*Provided passage*.
______
Tuesday, May 8, 2012

It's O.K. to Say No to Organized Activities

 
My children usually don't know the difference between baseball, football, basketball, and soccer.  The outdoor toy box houses all four balls, but for the most part, they're only used when I personally bring them out to encourage the development of these skills.

My father did the same with me.  Every summer, he played softball with my brother and me in the vacant field adjacent to our house.  After a long Saturday's work, he would stand with sweat pouring down his face as he taught me to keep my eye on the ball, hold the bat properly, and drop to the ground if someone hit a line drive straight at me.  After my grandparents poured a concrete driveway and put up a basketball goal, he taught me to play HORSE and Around the World, sometimes with roller skates on my feet. Then, there was badminton, bocce ball, croquet, and horseshoes in the back yard under the big oak tree along with my least favorite--volley ball.

Sports were always fun.  Sports were something I chose to do versus something I was compelled to do. Although my brother and I were always competitive (to the tune of a lot of sibling "stomping off the court"), it was less about winning or losing than having a good time.

Our days were not filled with ball practice, weekend-long games in the blistering sun, and calendar fruit-basket-turnover each time it rained.  Yet, they weren't spent sitting in front of computer games either.  Although we were occasionally allowed a weekend foray into daddy's Atari or an evening in front of a boring-by-today's-standards Crystal Caves computer game, my brother and I filled our days with reading, flower & vegetable gardening, board & card games, painting, sewing, cooking, playing noncompetitive outdoor sports, and living in the great outdoors with all the science lessons we could learn firsthand there.

In today's society, my parents would have encountered the social pressure to sign me up as early as preschool for some organized activity, whether it be some sport or dance.

That works quite well for many families.  Their children adore playing ball or performing at dance recitals.  But most of what I hear from parents is a tune that doesn't even pretend to mimic happiness.  Instead, it seems they are lining their child up for multiple activities because society implants the fear they will irrevocably warp their child if they don't enroll them in something social.

Unsolicited, I am the ear that hears the complaints, the grumbling, the anxiety over being a mere chauffeur who hustles this child from one calendar event to the next.  "You just don't know how it is...but you will!  Just you wait!" said one friend as she sighed.

I can't help but sigh with her and think, "This can't be what God intended."  This is a rat race I simply don't want to enter.

When I allow my children to choose the direction their play goes, it's never too long before the ball is commandeered for some other project--a monster trap, a decoration for their special place by the fallen tree in the Little Hundred Acre Woods--or abandoned altogether before the three of them run off for something more interesting, something that involves more words and intellectual imagination than physical skill and coordination.
______
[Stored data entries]
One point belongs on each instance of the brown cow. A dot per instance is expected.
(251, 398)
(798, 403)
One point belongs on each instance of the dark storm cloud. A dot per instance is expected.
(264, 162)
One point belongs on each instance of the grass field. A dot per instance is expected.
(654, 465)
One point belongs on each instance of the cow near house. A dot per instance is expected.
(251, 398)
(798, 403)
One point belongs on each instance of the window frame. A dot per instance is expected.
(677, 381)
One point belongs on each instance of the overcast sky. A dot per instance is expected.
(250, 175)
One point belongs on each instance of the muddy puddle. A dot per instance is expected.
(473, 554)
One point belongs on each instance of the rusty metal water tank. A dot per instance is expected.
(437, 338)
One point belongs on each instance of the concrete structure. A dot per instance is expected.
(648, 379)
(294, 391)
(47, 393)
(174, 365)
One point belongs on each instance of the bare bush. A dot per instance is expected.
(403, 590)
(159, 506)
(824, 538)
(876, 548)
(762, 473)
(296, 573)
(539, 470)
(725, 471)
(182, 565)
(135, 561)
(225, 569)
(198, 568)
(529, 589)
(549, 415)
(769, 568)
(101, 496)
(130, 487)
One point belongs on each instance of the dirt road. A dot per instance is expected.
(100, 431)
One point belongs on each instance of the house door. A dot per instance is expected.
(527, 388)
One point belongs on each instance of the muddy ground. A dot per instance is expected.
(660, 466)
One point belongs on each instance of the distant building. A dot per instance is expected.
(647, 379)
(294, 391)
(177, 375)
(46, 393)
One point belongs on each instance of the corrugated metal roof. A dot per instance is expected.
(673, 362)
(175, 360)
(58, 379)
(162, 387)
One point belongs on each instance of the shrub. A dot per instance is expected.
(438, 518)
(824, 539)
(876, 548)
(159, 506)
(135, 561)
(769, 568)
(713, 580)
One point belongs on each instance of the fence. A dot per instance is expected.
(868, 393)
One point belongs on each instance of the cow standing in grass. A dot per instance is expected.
______
*Work instructions*.
[1] In the blog post about organized activities, what did the writer's grandparents pour before they put up a basketball goal?
[2] Copy word for word the part of the blog post about organized activities between "Tuesday, May 8, 2012" and "of these skills.", inclusive.
Rely on the blog post alone.

*Answers to the exercises*.
[1] A concrete driveway.

[2]
Tuesday, May 8, 2012

It's O.K. to Say No to Organized Activities

 
My children usually don't know the difference between baseball, football, basketball, and soccer.  The outdoor toy box houses all four balls, but for the most part, they're only used when I personally bring them out to encourage the development of these skills.